• _Gösterilen Metin_:
◇ ◇ ◇ ◇ ◇ ◇ ◇

Türkiye’de futbol tutkusu bambaşka bir şeydir. İnsanlar doğuştan taraftar olur; takım değiştirmez, ömür boyu aynı rengi yüreğinde taşır. Oyuncuların isimlerini ezbere bilir, eski maçların skorlarını hafızasında saklar. Benim rahmetli babam da öyleydi. Gönülden Fenerbahçeliydi.
Kalamış’ta, eski antrenman sahasının yakınlarında, Reşitpaşa Sokak’ta aileden kalan miras paralarıyla alınmış küçük bir evimiz vardı. Babam hep aynı cümleyi kurardı:
“Fenerbahçe şampiyon olacak, yeni stadyum yapılacak, tesisler yenilenecek; bu evin değeri uçacak.”
Pazar akşamları mutlaka Fenerbahçe maçını sorar, skoru öğrenmeden içi rahat etmezdi. Yıllar geçti; dediği gibi oldu. Şampiyonluklar geldi, Kadıköy’de efsanevi stat yükseldi, tesisler modernleşti. Evi sattık ama Fenerbahçe sevgisi hiç eksilmedi.
Şimdi, 2025’in sonunda, aynı soru yeniden dolaşıyor zihinlerde:
Ne olacak bu Fenerbahçe’nin hâli?
Ne zaman gerçek bir galibiyet serisi, derbi zaferleri ve bir şampiyonluk görecek?
2025–2026 Trendyol Süper Lig sezonunun ortasındayız. Fenerbahçe, Domenico Tedesco yönetiminde lider Galatasaray’ın birkaç puan gerisinde, genellikle ikinci sırada yer alıyor. Sezon, José Mourinho ile başlamış; ancak Ağustos ayında yaşanan ayrılığın ardından hem teknik ekipte hem de yönetimde değişim olmuş, başkanlık koltuğuna Sadettin Saran oturmuştu.
Kadrosu kâğıt üzerinde son derece güçlü: En-Nesyri, Talisca, Asensio gibi yıldızlar takıma kalite katıyor. Nitekim son haftalarda Eyüpspor’u 3-0, Konyaspor’u 4-0 gibi net skorlarla geçtiler. Ancak Galatasaray derbisi 1-1’de kaldı, Beşiktaş’a ise kupada yenilgi geldi. Avrupa’da yoluna devam eden bir Fenerbahçe var ama taraftarın beklediği “büyük zafer”, yani lig şampiyonluğu, hâlâ ufukta belirsiz duruyor.

◇ ◇ ◇ ◇ ◇ ◇ ◇

• _Veriler_:
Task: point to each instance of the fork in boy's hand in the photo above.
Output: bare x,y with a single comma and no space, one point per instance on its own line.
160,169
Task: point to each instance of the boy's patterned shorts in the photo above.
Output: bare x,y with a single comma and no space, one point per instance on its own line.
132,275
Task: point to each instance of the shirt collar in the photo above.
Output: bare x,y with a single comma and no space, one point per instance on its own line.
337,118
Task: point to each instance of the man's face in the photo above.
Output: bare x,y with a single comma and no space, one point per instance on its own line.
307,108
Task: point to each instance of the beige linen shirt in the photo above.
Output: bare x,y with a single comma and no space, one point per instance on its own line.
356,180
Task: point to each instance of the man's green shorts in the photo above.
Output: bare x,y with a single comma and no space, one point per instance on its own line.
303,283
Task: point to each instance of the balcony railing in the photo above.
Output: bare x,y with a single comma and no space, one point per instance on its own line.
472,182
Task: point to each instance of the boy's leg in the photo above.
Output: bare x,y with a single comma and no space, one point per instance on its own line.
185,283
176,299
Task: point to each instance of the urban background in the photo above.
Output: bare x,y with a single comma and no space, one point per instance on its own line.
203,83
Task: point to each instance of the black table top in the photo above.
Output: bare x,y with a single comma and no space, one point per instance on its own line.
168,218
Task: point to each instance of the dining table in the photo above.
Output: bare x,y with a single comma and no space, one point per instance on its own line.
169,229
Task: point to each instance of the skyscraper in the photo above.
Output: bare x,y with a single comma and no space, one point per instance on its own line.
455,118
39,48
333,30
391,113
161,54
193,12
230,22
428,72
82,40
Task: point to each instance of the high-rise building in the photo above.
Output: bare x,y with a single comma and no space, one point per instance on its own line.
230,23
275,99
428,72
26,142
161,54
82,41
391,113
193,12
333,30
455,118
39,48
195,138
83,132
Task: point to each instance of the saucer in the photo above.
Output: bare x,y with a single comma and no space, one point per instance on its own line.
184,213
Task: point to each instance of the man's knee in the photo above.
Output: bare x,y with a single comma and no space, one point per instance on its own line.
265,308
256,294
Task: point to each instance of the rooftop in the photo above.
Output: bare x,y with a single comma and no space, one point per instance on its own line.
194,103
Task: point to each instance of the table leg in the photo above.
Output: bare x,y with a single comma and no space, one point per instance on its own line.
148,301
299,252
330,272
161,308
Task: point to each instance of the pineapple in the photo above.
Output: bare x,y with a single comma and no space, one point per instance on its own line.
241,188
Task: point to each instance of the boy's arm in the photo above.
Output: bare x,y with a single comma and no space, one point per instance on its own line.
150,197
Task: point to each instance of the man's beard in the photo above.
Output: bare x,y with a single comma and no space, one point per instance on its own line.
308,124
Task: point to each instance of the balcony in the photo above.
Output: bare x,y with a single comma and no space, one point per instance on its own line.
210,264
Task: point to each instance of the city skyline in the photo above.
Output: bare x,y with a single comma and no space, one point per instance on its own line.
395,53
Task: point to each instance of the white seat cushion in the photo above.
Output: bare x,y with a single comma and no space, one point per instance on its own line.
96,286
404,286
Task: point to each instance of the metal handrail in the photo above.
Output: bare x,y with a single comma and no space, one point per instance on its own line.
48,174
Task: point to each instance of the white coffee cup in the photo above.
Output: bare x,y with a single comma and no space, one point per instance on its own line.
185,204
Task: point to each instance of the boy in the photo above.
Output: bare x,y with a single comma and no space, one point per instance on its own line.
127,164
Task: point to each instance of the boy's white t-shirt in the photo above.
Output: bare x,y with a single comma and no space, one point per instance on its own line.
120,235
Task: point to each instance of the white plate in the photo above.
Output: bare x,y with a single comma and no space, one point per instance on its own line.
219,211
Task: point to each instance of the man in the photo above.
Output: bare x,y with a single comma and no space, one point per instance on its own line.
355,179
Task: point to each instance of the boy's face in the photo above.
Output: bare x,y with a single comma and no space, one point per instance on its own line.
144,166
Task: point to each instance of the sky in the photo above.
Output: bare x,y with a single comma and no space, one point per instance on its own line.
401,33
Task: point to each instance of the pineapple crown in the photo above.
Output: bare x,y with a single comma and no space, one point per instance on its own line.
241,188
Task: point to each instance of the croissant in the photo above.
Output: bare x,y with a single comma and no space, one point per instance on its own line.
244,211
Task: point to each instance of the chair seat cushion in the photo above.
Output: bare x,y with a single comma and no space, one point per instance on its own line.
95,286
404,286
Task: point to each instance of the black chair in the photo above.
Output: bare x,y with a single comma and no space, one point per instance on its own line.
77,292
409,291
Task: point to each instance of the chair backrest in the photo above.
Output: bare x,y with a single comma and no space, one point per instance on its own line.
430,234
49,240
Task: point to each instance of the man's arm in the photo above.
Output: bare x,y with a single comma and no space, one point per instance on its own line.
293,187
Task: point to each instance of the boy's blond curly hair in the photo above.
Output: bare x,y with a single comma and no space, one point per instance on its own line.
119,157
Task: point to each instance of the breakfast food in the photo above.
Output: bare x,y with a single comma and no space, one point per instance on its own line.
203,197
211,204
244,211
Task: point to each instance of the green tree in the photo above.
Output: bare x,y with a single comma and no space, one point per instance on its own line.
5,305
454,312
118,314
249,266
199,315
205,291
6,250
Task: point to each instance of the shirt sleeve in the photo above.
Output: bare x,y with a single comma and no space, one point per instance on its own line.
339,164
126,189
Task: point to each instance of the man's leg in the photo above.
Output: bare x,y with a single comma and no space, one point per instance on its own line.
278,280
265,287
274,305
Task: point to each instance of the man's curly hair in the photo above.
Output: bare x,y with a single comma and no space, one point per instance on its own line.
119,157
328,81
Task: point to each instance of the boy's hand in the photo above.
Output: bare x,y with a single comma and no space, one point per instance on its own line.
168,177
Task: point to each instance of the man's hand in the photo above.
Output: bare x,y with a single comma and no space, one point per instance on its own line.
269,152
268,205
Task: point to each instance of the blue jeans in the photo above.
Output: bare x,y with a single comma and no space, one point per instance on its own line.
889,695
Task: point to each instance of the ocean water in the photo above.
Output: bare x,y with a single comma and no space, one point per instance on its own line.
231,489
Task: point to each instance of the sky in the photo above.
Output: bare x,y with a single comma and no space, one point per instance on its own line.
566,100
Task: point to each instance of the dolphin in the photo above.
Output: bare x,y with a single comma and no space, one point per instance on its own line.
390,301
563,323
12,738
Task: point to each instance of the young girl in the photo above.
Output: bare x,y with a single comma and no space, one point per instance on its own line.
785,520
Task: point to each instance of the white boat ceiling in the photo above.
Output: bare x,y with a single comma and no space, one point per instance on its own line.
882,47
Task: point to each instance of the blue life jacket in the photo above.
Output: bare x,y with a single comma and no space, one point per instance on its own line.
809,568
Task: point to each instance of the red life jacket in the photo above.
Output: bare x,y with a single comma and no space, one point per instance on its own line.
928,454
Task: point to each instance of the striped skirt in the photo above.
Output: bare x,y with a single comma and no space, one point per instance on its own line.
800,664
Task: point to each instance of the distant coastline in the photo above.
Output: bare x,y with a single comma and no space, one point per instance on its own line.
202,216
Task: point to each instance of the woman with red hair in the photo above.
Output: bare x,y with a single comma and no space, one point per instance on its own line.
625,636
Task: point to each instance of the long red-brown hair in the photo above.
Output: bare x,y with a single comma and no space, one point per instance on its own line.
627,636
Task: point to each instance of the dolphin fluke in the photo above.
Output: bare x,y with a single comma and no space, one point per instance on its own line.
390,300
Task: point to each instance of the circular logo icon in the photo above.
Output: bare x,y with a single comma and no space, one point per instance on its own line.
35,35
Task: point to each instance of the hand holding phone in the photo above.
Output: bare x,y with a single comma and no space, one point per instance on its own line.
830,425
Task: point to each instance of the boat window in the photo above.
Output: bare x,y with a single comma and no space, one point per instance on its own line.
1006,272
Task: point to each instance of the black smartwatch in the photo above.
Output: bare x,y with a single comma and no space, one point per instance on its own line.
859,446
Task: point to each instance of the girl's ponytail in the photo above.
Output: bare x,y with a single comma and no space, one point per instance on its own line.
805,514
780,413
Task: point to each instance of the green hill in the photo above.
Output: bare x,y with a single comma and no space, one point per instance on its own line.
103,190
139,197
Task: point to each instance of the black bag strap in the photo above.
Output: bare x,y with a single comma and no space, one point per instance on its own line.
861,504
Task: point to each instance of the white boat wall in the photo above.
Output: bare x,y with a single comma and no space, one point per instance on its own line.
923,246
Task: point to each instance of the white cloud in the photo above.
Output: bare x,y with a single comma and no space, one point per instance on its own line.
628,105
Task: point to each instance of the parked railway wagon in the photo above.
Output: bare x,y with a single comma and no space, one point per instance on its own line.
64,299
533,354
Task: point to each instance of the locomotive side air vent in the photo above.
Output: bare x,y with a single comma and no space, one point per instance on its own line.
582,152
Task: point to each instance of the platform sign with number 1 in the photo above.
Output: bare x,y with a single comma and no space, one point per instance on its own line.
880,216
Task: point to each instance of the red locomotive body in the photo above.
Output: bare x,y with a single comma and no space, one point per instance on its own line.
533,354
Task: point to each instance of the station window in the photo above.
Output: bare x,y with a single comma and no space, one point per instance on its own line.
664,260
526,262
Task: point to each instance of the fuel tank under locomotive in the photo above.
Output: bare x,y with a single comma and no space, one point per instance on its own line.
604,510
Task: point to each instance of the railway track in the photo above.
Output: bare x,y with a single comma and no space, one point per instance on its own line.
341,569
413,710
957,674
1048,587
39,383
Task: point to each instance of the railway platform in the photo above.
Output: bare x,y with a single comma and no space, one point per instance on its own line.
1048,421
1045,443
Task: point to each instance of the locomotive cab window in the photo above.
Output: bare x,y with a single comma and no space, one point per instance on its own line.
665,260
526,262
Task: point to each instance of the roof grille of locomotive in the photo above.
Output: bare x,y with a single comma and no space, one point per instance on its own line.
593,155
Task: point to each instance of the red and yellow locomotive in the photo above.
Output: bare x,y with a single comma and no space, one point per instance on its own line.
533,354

◇ ◇ ◇ ◇ ◇ ◇ ◇

• _Görev Listesi_:
1. Yukarıdaki Fenerbahçe yazısına göre aşağıdaki soruları yanıtlayın.
(a) Ailenin küçük evi hangi sokaktaydı?
(b) 2025–2026 sezonu hangi teknik direktörle başlamıştı?
(c) Fenerbahçe Konyaspor'u hangi skorla geçti?
2. Fenerbahçe yazısında "Kalamış’ta, eski antrenman" ile "bir şampiyonluk görecek?" arasındaki bölümü, bu ifadeler de dahil olmak üzere aynen yeniden yazın.
3. Fenerbahçe yazısını kaldığı yerden sürdürün.

• _Sorunların Yanıtları_:
1.
(a) Kalamış'taki Reşitpaşa Sokak'taydı.
(b) Sezon José Mourinho ile başlamıştı.
(c) Fenerbahçe Konyaspor'u 4-0 yendi.

2.
Kalamış’ta, eski antrenman sahasının yakınlarında, Reşitpaşa Sokak’ta aileden kalan miras paralarıyla alınmış küçük bir evimiz vardı. Babam hep aynı cümleyi kurardı:
“Fenerbahçe şampiyon olacak, yeni stadyum yapılacak, tesisler yenilenecek; bu evin değeri uçacak.”
Pazar akşamları mutlaka Fenerbahçe maçını sorar, skoru öğrenmeden içi rahat etmezdi. Yıllar geçti; dediği gibi oldu. Şampiyonluklar geldi, Kadıköy’de efsanevi stat yükseldi, tesisler modernleşti. Evi sattık ama Fenerbahçe sevgisi hiç eksilmedi.
Şimdi, 2025’in sonunda, aynı soru yeniden dolaşıyor zihinlerde:
Ne olacak bu Fenerbahçe’nin hâli?
Ne zaman gerçek bir galibiyet serisi, derbi zaferleri ve bir şampiyonluk görecek?

3.
Asıl sorun ise yıllardır değişmiyor: Yerli oyuncu eksikliği ve aidiyet meselesi. İlk 11’in büyük kısmı yabancılardan oluşuyor. Kalite yüksek olsa da takım ruhu ve uzun vadeli bağlılık sınırlı kalıyor. Altyapıdan yeterince oyuncu çıkmıyor; çıkanlar ise istikrarlı biçimde şans bulamıyor. Bir Lefter Küçükandonyadis efsanesi bu yüzden hâlâ özlemle anılıyor.
Bu durum yalnızca Fenerbahçe’nin değil, Türk futbolunun kronik yarası. Yabancı sınırı artsa da kulüpler kısa vadeli başarı umuduyla yıldız transferlerine yöneliyor. Sonuçta elde edilen şey; geçici parlamalar, ama kalıcı bir istikrar değil.
Fenerbahçe taraftarı sabırlıdır ama sabrı da sınırsız değildir. Ali Koç döneminde lig şampiyonluğunun gelmemesi eleştirileri haklı kıldı. Yeni yönetimle birlikte umutlar yeniden filizlendi. Bu sezon şampiyonluk zor görünüyor; Galatasaray avantajlı. Ancak matematiksel olarak hâlâ her şey mümkün. Bunun için derbilerde kazanmak, seri galibiyetler yakalamak ve belki de en önemlisi, o eski “Fenerbahçe ruhunu” yeniden sahaya yansıtmak gerekiyor.
Babam bugünleri görseydi, muhtemelen yine aynı cümleyi kurardı:
“Bekleyeceğiz oğlum… Bir gün yine o şampiyonluk gelecek.”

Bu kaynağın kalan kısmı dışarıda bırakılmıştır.